ОТРЫВОК
------------------------------------------------------------------------
Из трех разведгрупп в тот вечер лишь группа Робертсона вернулась в расположение своей части, да еще в сопровождении представителей Советской Армии. А через несколько дней четверо разведчиков были уже в ставке у генерала Д. Эйзенхауэра в Реймсе.
— Мы рассказали ему, как было дело, — вспоминает Хафф. — А генерал вдруг встал из-за стола, прошелся молча по кабинету, остановился около нас и как-то по-особому сказал: «Знаете, ребята, всякое у меня бывало, а вот такого, как у вас, не было. Завидую я вам, хотел бы я быть с вами в тот день на Эльбе».
Потом Эйзенхауэр вызвал адъютанта и продиктовал письмо командиру 69-й дивизии. В архивах дивизии я нашел копию этого письма. «Сейчас, — писал Эйзенхауэр, — в моей ставке я беседую с молодым лейтенантом из вашей дивизии, которого сопровождают солдаты. Они подарили мне самодельный американский флаг, с которым они встретили русских на Эльбе. Я был так тронут их энтузиазмом и их общим боевым подъемом, что тут же повысил каждого из них на одну ступеньку в воинском звании».
------------------------------------------------------------------------
ПИСЬМЕННЫЕ ЗАДАНИЯ
(A) Перескажите отрывок в двух предложениях.
(B) Воспроизведите кусок отрывка от слов «Из трех разведгрупп» до слов «Эйзенхауэра в Реймсе.».
Записи здесь ни при чем.
------------------------------------------------------------------------
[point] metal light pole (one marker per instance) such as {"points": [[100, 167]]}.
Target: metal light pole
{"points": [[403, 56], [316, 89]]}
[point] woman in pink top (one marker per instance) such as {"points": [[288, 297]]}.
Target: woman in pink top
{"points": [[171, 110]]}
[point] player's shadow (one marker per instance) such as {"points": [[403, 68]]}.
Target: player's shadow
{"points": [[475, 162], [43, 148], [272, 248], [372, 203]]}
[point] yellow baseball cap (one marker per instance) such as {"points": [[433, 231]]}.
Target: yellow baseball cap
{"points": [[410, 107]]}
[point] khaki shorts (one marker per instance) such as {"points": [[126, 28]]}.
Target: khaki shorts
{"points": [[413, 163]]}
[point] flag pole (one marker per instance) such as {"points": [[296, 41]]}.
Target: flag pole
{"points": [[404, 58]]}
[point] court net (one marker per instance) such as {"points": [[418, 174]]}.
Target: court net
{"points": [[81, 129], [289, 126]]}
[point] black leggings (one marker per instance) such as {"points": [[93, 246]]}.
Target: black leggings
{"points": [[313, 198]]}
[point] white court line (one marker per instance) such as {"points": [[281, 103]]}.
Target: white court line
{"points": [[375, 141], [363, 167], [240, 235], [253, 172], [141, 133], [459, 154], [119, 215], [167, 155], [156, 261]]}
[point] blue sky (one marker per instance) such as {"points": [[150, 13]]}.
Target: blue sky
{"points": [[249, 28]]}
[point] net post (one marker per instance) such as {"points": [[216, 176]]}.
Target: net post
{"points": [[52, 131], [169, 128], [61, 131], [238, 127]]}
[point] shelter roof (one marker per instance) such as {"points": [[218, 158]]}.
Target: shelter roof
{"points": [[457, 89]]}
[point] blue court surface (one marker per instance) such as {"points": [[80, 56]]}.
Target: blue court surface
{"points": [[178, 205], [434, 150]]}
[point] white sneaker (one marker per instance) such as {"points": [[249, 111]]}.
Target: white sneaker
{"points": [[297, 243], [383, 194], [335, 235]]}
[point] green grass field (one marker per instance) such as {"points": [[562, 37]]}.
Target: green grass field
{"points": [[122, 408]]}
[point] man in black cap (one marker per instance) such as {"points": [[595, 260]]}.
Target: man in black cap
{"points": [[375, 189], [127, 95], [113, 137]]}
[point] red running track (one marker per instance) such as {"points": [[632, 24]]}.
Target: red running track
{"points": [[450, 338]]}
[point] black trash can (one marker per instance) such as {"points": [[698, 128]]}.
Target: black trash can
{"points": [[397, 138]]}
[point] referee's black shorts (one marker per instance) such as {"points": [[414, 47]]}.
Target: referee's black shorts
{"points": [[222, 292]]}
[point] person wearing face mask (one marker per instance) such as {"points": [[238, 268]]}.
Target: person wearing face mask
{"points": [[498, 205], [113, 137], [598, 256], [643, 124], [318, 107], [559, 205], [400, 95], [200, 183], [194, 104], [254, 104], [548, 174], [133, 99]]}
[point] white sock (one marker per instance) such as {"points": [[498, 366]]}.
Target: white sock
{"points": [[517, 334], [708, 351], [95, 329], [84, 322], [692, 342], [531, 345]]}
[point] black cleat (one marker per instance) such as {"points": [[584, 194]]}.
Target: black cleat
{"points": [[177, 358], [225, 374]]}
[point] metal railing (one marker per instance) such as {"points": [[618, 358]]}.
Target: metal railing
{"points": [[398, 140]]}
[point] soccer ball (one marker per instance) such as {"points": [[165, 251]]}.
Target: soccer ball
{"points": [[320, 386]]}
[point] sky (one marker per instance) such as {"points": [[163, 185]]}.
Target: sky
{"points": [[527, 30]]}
------------------------------------------------------------------------
ОТВЕТЫ ПО ЗАДАНИЯМ
(A) Из трех разведгрупп в тот вечер в свою часть вернулась только группа Робертсона, да еще с представителями Советской Армии, а через несколько дней четверо разведчиков были уже в ставке генерала Эйзенхауэра в Реймсе. Выслушав их рассказ, генерал признался, что завидует им, а потом продиктовал письмо командиру 69-й дивизии, где написал, что тронут их энтузиазмом и тут же повысил каждого на одну ступеньку в воинском звании.

(B)
Из трех разведгрупп в тот вечер лишь группа Робертсона вернулась в расположение своей части, да еще в сопровождении представителей Советской Армии. А через несколько дней четверо разведчиков были уже в ставке у генерала Д. Эйзенхауэра в Реймсе.